→ **TO BE DONE**
Lay out the rows below as a two-column CSV with the headers "prompt" and "outline." Each row of the CSV should hold one row's request text and its answer, each in a single quoted field with line breaks replaced by spaces. Leave out the pictures.

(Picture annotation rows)
========
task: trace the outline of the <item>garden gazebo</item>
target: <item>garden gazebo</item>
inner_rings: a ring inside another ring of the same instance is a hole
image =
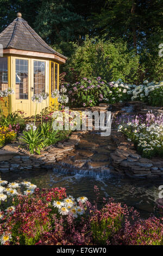
[[[47,102],[39,104],[37,112],[54,103],[51,92],[59,89],[59,65],[67,58],[49,46],[22,18],[17,17],[0,34],[3,57],[0,57],[0,90],[10,87],[15,91],[7,99],[9,111],[34,113],[34,94],[49,94]]]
========
→ **TASK OUTPUT**
prompt,outline
"task: trace the outline of the <item>garden gazebo</item> target: <item>garden gazebo</item> inner_rings: a ring inside another ring of the same instance is a hole image =","[[[47,102],[39,104],[37,112],[54,103],[51,92],[59,89],[59,65],[67,58],[49,46],[22,18],[17,17],[0,34],[3,57],[0,57],[0,90],[10,87],[15,91],[7,99],[9,111],[34,113],[34,94],[49,94]]]"